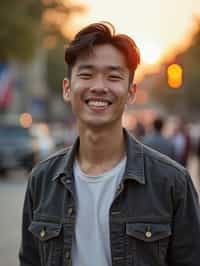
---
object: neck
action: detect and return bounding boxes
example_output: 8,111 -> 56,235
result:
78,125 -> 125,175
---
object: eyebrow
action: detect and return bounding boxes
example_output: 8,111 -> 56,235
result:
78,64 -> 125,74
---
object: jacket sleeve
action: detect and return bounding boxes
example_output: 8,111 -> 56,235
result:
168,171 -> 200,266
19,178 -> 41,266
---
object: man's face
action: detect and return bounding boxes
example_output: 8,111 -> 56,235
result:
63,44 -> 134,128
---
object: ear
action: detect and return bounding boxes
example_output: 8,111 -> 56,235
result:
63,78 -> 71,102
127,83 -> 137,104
§
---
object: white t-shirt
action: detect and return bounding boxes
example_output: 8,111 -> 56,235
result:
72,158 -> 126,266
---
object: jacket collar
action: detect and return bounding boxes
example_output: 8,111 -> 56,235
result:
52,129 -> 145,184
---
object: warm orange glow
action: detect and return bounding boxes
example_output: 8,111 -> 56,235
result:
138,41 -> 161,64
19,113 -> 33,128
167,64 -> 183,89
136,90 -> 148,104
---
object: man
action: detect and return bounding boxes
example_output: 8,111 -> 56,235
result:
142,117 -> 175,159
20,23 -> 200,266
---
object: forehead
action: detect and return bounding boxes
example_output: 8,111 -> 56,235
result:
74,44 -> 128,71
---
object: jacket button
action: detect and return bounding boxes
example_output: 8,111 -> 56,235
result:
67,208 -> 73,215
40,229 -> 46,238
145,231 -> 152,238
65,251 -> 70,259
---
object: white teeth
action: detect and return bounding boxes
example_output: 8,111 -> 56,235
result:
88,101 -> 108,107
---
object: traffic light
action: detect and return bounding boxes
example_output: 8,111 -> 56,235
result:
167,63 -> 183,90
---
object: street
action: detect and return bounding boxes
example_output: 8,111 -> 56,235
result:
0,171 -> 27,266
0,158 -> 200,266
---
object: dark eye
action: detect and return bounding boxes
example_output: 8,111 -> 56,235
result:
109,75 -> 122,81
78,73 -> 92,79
§
__Short task__. Extract every line from the items above that contains the string "white". Matching is case-sensitive.

__Exercise answer__.
object: white t-shirt
object: white teeth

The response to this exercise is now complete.